Deine Aufgaben
a) Aktualisiere einen Abschnitt aus dem Text zur Luftfahrtkrise: Beginne bei den Worten „In der historischen“, höre nach „4000 Jobs weggefallen.“ auf und setze dabei „im Juni“ an die Stelle von „im Mai“.
b) Wie viele Arbeitsplätze sind laut dem Text zur Luftfahrtkrise bei Fraport in Frankfurt weggefallen?
c) Zähle alle Namen von Personen, Unternehmen und Städten auf, die im Text zur Luftfahrtkrise vorkommen.

In der historischen Branchenkrise halten Luftfahrtmanager an einer Überzeugung fest: Die Menschen wollen auch in Zukunft in die Ferne fliegen. "Die Lust auf Reisen ist ungebrochen", zeigte sich Fraport-Chef Stefan Schulte im Mai optimistisch. "Insofern gehen wir davon aus, dass wir im Sommer wieder deutlich steigende Passagierzahlen sehen werden." Doch von niedrigem Niveau sind Steigerungen nicht so schwer. Schon jetzt hat die Branche viele Arbeitsplätze gestrichen - allein bei Fraport in Frankfurt sind rund 4000 Jobs weggefallen.

Gespeicherte Zeilen

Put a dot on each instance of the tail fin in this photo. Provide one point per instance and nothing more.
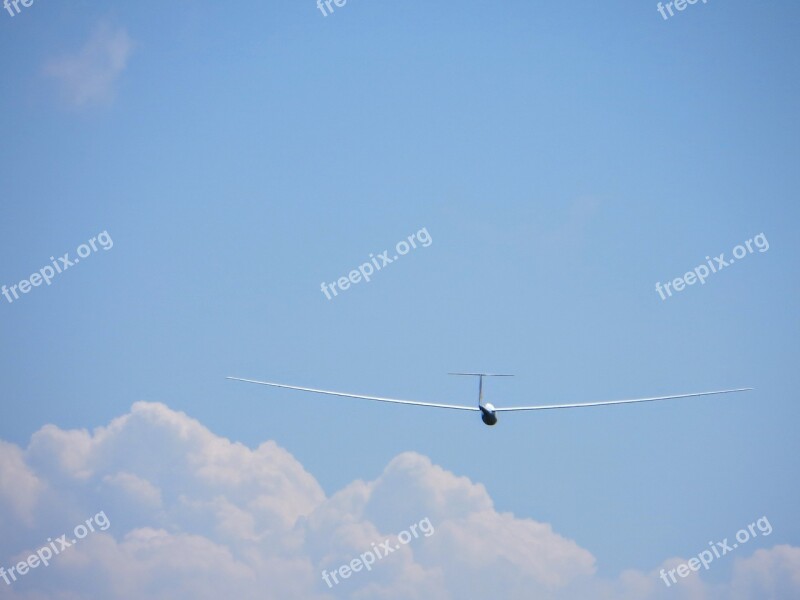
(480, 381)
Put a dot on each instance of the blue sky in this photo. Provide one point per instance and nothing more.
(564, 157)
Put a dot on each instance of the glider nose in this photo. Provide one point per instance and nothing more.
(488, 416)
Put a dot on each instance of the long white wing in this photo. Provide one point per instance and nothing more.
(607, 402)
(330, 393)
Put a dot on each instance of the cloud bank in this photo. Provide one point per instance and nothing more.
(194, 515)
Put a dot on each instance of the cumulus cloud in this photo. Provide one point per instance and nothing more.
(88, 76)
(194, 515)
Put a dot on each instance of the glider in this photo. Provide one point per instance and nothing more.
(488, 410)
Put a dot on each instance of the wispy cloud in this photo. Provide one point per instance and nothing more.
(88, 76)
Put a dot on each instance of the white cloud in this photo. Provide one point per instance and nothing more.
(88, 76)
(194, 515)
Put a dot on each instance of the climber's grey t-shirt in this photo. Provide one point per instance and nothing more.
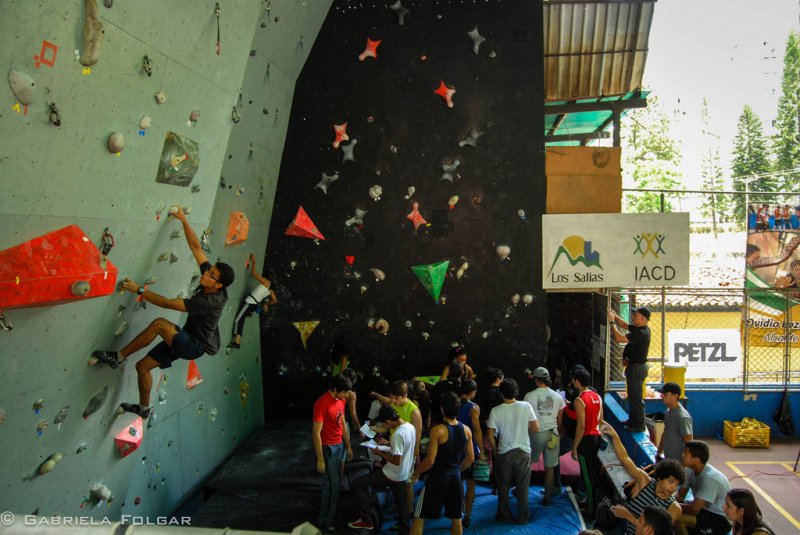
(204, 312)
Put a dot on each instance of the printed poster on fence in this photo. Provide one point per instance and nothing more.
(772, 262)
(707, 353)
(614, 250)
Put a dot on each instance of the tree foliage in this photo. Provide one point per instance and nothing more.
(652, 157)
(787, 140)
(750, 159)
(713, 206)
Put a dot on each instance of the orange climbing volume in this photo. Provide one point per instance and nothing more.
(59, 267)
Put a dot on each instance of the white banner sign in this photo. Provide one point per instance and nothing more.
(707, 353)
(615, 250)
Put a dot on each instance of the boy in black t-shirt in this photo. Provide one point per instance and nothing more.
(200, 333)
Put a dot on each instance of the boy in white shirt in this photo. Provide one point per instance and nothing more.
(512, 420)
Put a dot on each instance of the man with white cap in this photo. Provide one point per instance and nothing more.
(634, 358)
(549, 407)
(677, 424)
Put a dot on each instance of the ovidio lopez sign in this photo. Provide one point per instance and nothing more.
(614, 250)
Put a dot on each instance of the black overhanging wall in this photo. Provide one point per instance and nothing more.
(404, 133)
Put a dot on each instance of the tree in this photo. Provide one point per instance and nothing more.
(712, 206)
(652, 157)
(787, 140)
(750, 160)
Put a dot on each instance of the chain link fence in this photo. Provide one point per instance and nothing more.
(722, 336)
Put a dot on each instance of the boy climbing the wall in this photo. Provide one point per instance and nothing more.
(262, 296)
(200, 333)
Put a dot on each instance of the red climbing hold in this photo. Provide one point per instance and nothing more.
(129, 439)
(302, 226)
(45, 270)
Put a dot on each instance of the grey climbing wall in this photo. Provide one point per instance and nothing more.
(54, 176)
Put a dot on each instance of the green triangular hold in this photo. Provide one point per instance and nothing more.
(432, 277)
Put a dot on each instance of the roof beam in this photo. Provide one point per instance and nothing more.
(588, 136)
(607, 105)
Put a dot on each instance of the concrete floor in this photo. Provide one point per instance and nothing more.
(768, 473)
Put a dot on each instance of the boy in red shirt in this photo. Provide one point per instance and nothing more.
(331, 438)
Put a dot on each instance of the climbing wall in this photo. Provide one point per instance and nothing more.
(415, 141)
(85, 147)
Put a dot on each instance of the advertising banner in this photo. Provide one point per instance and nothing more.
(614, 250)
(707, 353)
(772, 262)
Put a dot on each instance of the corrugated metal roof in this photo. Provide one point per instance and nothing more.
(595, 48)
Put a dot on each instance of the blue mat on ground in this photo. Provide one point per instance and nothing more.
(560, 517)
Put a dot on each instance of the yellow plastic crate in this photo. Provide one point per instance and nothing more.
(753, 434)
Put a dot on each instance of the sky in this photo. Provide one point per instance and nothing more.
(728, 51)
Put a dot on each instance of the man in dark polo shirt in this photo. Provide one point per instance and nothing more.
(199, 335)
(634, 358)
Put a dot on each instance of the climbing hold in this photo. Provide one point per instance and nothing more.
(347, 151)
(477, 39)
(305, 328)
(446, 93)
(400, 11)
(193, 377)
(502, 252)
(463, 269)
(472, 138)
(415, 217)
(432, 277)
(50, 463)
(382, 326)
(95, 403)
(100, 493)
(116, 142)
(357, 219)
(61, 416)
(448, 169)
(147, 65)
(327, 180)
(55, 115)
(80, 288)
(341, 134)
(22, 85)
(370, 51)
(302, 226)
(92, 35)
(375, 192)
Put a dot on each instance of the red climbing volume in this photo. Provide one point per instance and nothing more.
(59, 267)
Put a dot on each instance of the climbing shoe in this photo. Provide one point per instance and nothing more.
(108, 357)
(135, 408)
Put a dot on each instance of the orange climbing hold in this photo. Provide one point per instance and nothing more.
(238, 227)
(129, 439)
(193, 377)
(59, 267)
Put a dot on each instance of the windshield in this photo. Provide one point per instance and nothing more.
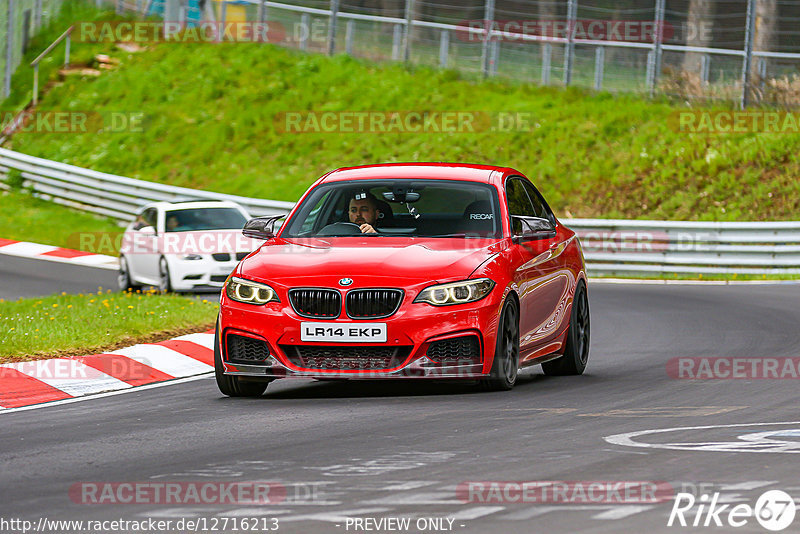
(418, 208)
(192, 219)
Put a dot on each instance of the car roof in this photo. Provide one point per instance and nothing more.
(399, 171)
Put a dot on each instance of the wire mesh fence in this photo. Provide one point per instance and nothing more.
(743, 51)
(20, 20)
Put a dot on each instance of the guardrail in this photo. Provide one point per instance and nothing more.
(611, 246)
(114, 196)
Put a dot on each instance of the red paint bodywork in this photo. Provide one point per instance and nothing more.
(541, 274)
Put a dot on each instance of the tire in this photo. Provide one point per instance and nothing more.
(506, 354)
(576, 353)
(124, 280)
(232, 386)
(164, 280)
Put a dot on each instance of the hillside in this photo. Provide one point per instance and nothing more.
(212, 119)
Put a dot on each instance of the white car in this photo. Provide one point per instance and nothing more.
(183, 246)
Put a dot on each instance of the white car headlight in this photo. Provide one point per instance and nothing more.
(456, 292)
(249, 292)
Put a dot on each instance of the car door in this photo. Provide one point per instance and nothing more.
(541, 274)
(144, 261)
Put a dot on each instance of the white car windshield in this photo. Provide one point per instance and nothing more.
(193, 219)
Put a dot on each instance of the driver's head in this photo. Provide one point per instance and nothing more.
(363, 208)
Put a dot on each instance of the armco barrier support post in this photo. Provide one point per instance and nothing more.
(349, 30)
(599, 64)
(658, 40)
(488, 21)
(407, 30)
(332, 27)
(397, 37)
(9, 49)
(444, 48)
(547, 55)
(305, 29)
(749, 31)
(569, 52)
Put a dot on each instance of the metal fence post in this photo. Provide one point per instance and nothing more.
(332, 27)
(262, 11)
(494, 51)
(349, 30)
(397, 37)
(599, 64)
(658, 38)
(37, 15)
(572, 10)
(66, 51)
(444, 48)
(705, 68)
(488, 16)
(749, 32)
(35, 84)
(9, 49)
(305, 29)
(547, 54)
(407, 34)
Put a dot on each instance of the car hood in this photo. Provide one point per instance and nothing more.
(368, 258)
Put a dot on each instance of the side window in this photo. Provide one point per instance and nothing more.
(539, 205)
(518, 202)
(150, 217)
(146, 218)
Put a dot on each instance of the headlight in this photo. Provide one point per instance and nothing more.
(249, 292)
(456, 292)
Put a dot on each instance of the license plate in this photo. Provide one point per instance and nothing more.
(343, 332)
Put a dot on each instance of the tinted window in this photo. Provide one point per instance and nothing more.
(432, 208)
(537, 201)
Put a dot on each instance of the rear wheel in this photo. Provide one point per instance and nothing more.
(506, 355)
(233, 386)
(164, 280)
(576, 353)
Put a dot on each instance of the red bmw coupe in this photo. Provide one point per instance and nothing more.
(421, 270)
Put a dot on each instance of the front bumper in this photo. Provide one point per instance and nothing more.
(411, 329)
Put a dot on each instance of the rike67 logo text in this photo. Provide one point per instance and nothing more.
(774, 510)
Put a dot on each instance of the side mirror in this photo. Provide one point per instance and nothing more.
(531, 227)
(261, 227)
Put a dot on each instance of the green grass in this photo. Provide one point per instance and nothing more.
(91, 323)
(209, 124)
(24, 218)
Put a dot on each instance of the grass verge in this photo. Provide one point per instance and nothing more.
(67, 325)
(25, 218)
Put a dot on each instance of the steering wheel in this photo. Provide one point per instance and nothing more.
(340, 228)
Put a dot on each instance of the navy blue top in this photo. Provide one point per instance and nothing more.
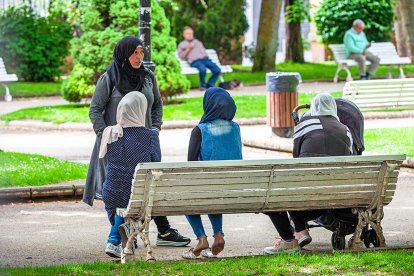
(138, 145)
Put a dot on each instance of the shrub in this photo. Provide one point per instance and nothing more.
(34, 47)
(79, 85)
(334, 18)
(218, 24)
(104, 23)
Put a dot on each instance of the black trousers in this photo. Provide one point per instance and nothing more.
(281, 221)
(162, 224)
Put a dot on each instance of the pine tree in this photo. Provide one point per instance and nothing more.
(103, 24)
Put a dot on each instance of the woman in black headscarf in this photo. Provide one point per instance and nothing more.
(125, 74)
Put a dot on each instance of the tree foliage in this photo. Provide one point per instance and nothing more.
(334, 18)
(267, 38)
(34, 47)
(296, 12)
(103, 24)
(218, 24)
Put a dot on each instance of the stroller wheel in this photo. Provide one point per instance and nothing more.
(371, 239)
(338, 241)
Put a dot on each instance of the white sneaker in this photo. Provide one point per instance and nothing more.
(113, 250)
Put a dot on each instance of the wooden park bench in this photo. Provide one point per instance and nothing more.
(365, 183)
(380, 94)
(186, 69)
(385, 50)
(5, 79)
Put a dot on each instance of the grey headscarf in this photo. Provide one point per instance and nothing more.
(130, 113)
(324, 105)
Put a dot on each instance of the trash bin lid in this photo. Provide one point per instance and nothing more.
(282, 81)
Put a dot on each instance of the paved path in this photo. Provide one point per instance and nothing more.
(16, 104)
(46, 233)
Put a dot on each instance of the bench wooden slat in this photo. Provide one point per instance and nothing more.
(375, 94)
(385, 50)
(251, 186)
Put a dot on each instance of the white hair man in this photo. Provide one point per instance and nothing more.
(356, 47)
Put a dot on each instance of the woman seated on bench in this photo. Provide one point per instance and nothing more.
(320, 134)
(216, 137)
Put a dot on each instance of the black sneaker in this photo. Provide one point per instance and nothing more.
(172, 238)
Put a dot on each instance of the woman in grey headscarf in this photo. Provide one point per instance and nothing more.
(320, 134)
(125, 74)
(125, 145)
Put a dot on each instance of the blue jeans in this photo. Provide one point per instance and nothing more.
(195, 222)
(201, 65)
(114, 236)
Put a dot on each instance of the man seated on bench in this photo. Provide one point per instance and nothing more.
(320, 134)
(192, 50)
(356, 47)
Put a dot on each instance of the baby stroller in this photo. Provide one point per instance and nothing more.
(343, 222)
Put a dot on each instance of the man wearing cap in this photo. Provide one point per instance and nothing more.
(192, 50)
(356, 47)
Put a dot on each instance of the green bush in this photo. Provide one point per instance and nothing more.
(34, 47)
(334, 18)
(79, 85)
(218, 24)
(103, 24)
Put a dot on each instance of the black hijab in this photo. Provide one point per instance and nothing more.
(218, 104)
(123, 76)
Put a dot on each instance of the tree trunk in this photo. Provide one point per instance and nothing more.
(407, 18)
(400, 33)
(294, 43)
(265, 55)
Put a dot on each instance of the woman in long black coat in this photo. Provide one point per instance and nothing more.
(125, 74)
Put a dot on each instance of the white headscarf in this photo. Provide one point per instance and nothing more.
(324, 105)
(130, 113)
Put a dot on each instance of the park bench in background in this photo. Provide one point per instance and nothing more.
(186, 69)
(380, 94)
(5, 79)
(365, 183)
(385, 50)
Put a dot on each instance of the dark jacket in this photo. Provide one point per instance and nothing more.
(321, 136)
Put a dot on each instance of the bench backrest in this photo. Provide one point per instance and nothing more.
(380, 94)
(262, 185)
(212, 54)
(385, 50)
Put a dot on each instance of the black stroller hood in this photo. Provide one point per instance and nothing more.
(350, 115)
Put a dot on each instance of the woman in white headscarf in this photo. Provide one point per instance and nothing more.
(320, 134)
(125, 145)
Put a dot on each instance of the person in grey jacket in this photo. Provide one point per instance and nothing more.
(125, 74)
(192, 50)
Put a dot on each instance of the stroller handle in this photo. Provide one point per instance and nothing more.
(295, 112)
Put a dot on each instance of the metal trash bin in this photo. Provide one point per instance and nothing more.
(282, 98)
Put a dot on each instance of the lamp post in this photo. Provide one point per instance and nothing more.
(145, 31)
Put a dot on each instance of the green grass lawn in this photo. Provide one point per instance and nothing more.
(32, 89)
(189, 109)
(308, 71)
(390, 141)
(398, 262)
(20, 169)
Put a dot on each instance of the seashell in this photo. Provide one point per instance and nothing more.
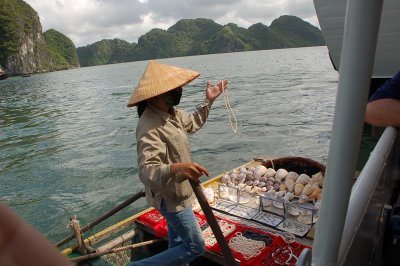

Lösungen der Reihe
a)
In der historischen Branchenkrise halten Luftfahrtmanager an einer Überzeugung fest: Die Menschen wollen auch in Zukunft in die Ferne fliegen. "Die Lust auf Reisen ist ungebrochen", zeigte sich Fraport-Chef Stefan Schulte im Juni optimistisch. "Insofern gehen wir davon aus, dass wir im Sommer wieder deutlich steigende Passagierzahlen sehen werden." Doch von niedrigem Niveau sind Steigerungen nicht so schwer. Schon jetzt hat die Branche viele Arbeitsplätze gestrichen - allein bei Fraport in Frankfurt sind rund 4000 Jobs weggefallen.

b) Rund 4000 Jobs.

c) Fraport, Stefan Schulte, Frankfurt